%%

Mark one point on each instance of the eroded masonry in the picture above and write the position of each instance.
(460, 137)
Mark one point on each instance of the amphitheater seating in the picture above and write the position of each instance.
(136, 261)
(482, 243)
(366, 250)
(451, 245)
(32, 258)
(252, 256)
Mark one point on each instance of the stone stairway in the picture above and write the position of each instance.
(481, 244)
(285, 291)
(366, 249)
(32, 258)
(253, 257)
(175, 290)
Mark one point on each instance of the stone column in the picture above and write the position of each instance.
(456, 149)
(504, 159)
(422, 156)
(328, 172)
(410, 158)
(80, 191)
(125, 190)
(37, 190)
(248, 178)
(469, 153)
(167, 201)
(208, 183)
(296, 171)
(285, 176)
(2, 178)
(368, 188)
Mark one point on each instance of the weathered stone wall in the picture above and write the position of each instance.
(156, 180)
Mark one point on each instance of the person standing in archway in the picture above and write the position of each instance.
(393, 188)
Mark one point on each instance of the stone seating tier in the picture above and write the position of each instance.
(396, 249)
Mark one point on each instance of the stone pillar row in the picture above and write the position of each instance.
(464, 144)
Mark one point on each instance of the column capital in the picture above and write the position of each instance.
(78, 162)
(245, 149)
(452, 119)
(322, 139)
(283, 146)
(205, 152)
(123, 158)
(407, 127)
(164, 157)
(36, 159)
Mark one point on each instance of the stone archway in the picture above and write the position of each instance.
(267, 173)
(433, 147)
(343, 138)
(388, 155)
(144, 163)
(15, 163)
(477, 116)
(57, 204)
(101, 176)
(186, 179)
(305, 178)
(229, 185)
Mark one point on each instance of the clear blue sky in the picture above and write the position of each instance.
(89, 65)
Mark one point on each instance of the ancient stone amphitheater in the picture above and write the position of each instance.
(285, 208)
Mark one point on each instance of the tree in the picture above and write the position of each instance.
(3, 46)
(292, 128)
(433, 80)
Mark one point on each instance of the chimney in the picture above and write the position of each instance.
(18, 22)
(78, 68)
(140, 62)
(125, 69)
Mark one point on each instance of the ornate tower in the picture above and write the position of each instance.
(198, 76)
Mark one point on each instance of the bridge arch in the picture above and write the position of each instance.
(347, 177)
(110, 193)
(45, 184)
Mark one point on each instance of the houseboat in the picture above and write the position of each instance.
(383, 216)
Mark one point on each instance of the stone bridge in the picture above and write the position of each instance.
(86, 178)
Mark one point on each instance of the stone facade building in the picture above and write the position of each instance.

%%

*Direction:* Extract every line of the records above verbatim, keeping them complete and in their original order.

*Solution to the problem:*
Mark one point on each instance of the eroded masonry in the picture above and write the position of each instance.
(460, 137)
Mark one point on each instance of the amphitheater seating in the picture above and write the position of each instance.
(136, 261)
(482, 243)
(366, 250)
(451, 245)
(32, 258)
(252, 256)
Mark one point on each instance of the stone stairway in the picture above and write the position of each instance.
(481, 244)
(285, 291)
(366, 249)
(32, 258)
(253, 257)
(175, 290)
Mark one point on each instance of the stone column in the picture above and write the position of each instance.
(456, 149)
(504, 159)
(422, 156)
(328, 172)
(410, 158)
(80, 191)
(125, 190)
(37, 190)
(248, 178)
(469, 153)
(167, 201)
(208, 183)
(296, 171)
(285, 176)
(2, 178)
(368, 188)
Mark one point on each instance of the weathered stone wall in the picture above and write the position of each instance.
(156, 180)
Mark one point on each instance of the person standing in archway in the picture above and write the position of each instance.
(393, 188)
Mark one point on each instance of the stone seating tier in the picture above and write the position of each instance.
(396, 249)
Mark one point on each instance of the stone pillar row in the picture above and write the position of each instance.
(464, 144)
Mark one point on each instance of the column capital in the picture above and write the position of each instance.
(78, 162)
(245, 149)
(452, 119)
(322, 139)
(283, 146)
(205, 152)
(123, 158)
(407, 127)
(164, 157)
(36, 159)
Mark one point on each instance of the stone archway in the picture above and write the position of each instance.
(267, 173)
(433, 147)
(343, 138)
(388, 155)
(144, 163)
(15, 163)
(477, 116)
(57, 204)
(101, 176)
(186, 179)
(305, 178)
(229, 185)
Mark one point on each instance of the clear blue sky in the picture above and write the position of each instance.
(89, 65)
Mark one point on each instance of the ancient stone amphitheater in the picture above and write the position of each instance.
(285, 208)
Mark one point on each instance of the tree in the picture above and write the position of each instance.
(3, 46)
(292, 128)
(433, 80)
Mark one point on each instance of the chimney in the picture above and write the position of each instance.
(18, 22)
(78, 68)
(140, 62)
(125, 69)
Mark one point on each instance of the ornate tower in the picture above and write the position of each instance.
(198, 76)
Mark one point on each instance of the bridge arch in the picture above and write the position of each instance.
(347, 177)
(110, 193)
(45, 184)
Mark one point on each instance of the houseboat in the picture above and write the position of each instance.
(383, 216)
Mark one point on each instance of the stone bridge in the picture above and write the position of each instance.
(86, 178)
Mark one point on each instance of the stone facade building in the picture above and write the position of each instance.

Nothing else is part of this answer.